Problem to solve
Each line from the one that holds "the rear window?" to the end of the records is to be retyped exactly. Pictures are not part of the copy.

Data provided
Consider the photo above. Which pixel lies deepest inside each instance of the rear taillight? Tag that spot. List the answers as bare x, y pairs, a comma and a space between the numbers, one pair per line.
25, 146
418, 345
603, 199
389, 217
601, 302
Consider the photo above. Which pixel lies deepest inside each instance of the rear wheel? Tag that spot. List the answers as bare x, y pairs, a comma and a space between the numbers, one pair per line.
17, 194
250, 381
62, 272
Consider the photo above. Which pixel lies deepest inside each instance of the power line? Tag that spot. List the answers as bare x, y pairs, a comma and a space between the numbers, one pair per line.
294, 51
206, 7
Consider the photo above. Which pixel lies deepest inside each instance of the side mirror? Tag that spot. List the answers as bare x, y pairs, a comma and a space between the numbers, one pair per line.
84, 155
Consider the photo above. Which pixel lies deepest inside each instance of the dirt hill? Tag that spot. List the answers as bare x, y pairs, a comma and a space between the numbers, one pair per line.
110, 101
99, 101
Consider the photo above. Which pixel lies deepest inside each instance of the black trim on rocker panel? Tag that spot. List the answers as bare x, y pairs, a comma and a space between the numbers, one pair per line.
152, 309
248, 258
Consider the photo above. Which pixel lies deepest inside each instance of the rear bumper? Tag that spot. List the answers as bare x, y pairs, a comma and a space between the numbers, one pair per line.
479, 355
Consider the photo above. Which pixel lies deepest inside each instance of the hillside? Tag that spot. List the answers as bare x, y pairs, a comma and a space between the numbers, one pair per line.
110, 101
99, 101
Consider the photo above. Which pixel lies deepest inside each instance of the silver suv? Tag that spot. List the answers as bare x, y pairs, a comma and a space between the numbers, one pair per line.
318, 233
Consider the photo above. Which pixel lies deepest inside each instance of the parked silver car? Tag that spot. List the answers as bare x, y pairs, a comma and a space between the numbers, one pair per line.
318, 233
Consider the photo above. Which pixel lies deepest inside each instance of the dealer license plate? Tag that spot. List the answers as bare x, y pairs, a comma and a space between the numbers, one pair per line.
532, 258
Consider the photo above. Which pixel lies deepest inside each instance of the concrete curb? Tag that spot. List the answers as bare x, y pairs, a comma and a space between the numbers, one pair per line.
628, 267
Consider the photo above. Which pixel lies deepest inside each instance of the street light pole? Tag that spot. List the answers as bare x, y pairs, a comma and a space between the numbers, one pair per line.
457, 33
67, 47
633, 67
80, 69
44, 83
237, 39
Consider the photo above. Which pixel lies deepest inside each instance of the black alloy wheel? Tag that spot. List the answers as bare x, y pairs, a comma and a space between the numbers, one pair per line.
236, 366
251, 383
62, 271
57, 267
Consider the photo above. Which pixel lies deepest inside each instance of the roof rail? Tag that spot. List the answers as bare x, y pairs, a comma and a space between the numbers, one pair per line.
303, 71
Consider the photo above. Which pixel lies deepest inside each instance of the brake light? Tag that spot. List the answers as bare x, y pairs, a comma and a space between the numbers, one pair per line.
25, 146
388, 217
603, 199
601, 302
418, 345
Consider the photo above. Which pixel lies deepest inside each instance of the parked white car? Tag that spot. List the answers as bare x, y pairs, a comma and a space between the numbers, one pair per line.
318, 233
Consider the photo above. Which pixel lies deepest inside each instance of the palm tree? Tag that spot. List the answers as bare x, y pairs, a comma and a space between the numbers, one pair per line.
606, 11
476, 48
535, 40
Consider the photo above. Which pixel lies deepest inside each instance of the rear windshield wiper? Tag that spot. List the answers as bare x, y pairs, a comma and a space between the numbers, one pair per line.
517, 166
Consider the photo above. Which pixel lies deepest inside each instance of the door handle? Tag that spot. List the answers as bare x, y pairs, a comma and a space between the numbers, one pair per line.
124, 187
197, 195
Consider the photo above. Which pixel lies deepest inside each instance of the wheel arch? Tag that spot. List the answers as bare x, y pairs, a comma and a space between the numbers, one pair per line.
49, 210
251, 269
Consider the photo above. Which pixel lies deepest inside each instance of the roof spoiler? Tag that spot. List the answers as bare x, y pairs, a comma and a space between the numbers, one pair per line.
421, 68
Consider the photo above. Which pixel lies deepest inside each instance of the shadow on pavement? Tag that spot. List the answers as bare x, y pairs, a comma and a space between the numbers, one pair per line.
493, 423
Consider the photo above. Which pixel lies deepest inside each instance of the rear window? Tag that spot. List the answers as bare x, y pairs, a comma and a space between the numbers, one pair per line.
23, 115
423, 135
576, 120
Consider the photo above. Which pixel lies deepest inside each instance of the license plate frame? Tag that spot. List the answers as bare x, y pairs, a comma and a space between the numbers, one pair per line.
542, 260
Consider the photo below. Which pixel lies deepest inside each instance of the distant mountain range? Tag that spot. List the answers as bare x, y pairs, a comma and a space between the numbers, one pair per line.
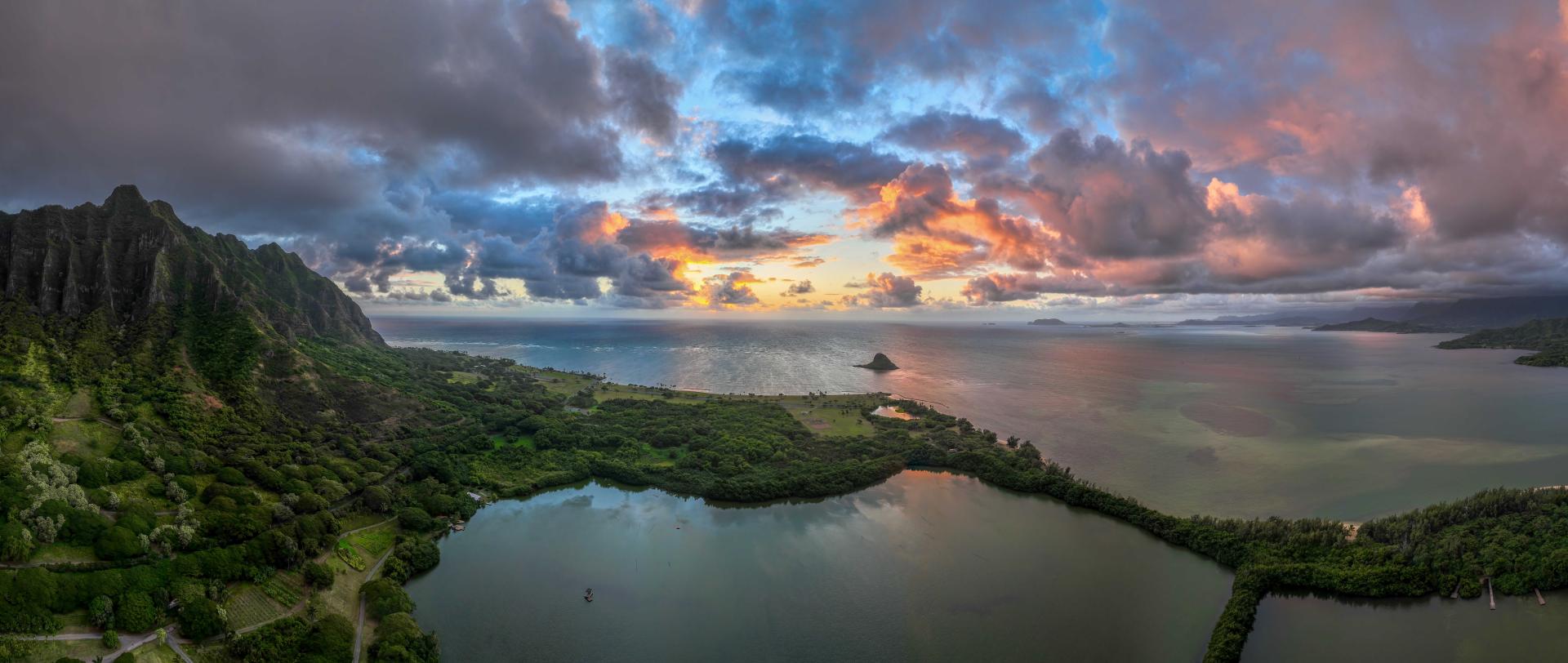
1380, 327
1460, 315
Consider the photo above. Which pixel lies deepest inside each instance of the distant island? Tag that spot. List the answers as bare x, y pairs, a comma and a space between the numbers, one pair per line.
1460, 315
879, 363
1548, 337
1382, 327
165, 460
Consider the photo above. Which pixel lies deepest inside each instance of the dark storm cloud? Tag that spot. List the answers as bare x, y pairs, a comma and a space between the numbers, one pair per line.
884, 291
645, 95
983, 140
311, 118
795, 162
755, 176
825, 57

Result below
Consider the photo above. Which pixel lies deepest inside each instance of the rear window? Tag that spot. List the answers as bare x, y pairs, a comma and a space between the numbers, one pair per line.
23, 115
423, 135
576, 120
Consider the photo above. Which pixel lies deepest inside each instance of the license plate frame? Tag that spot. List the answers as bare x, y pairs, a comma and a space between the numbers, one pair per line.
542, 260
Consider the photo below. Which pixel lies deepest inside each instance of the distant mountain range? Tag that spot. List the answers as bare x, y pairs, a comma and a space between the numbers, one pair per line.
1380, 327
1460, 315
Consider the photo above. Which pixel lies deepest inside each instance of the distant island? Tag that spot. List the answers as bare x, y pairs, a comma and a space between the numbers, one pair per line.
1460, 315
879, 363
1548, 337
1382, 327
165, 460
Consider the photo above. Which pixel lies deepest inside each instance of the dark storm cloud? Tag that spot. List the answers as bare x, y pairs, a comma and a space between the numbers, one pair per line.
884, 291
645, 95
983, 140
311, 118
795, 162
755, 176
825, 57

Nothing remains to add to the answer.